* [TASKS TO COMPLETE]:
A: In the Putin article, what did Putin call the suggestions that Russia should be thrown out of the G8?
B: Echo everything in the Putin article from "In four hours" down to "to The Times.".

In four hours at his country residence, Vladimir Putin talked at length about his desire for cooperation with other countries but blamed them for provoking conflict, attacked them for abuses of human rights and democratic freedoms, and gave not an inch on the clashes between Russia and the West, according to The Times.

In particular, Putin had no objections to eventual European Union membership for Ukraine – where Russia cut off gas supplies in January last year in a row about pricing – but he attacked the notion of Ukraine joining NATO. “For 15 years we have been subsidizing the former Soviet Republic with cheap energy,” he said. “What is the logic?”

He recalled an old joke about Erich Honecker, the last East German leader – you could tell which phone on his desk had the direct line to Moscow because it was the one with only an earpiece. “This is the way that Nato functions,” he said, “except that the phone is connected to Washington.”

According to The Times, he dismissed as “another piece of nonsense” suggestions that Russia should be thrown out of the G8 for failing to improve democracy as it promised when it was made a member in 1998. “Let us not be hypocritical on human rights and democratic freedoms,” he said in a swipe at other countries, which is his favourite rebuttal technique. “Let us look what is happening in North America. It is horrible – torture, the homeless, Guantanamo, detention without normal court proceedings.” In Europe, he said, “we can see violence against demonstrators, the use of gas to disperse rallies”.

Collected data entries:
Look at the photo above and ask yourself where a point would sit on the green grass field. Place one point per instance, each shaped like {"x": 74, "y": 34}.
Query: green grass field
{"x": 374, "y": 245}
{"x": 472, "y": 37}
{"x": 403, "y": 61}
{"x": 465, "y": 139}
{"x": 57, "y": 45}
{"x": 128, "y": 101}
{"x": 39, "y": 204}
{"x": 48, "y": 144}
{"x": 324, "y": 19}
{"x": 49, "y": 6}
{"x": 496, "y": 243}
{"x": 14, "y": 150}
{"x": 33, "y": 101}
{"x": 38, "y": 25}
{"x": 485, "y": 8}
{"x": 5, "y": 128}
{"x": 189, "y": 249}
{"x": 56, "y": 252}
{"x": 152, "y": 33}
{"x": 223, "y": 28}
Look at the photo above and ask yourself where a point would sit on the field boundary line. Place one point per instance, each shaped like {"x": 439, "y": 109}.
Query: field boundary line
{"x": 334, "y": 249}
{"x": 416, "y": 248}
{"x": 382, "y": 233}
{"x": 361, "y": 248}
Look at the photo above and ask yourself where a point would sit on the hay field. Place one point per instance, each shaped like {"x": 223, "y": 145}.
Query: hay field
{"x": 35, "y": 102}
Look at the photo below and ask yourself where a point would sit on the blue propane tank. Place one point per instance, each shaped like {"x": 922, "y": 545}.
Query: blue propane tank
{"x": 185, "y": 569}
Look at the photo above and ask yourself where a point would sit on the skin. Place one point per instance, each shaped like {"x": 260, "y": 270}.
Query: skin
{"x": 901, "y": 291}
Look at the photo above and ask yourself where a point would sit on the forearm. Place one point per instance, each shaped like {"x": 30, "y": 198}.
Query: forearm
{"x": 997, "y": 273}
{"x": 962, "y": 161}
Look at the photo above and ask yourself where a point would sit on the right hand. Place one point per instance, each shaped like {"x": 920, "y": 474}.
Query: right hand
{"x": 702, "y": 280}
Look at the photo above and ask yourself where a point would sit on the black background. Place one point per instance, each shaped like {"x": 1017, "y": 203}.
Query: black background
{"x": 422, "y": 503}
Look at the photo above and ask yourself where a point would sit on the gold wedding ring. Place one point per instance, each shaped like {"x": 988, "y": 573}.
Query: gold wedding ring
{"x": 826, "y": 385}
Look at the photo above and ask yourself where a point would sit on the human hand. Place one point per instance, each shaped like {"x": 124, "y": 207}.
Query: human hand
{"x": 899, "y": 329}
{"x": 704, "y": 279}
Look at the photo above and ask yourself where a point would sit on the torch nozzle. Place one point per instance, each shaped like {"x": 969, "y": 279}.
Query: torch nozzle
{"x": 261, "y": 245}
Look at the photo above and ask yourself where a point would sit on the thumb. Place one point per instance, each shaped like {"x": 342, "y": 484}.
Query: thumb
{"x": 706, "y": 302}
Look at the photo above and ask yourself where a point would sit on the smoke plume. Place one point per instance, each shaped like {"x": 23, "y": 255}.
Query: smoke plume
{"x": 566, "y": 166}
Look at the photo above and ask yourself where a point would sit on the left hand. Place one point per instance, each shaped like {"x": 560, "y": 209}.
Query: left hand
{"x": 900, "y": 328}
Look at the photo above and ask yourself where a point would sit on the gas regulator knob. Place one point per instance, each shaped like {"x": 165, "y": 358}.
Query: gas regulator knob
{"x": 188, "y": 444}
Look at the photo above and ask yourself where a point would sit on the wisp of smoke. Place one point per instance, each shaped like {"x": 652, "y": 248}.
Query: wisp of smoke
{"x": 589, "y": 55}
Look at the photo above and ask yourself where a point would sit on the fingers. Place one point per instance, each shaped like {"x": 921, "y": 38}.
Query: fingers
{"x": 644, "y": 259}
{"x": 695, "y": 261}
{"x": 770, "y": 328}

* [ANSWER SECTION]:
A: He called them "another piece of nonsense."

B:
In four hours at his country residence, Vladimir Putin talked at length about his desire for cooperation with other countries but blamed them for provoking conflict, attacked them for abuses of human rights and democratic freedoms, and gave not an inch on the clashes between Russia and the West, according to The Times.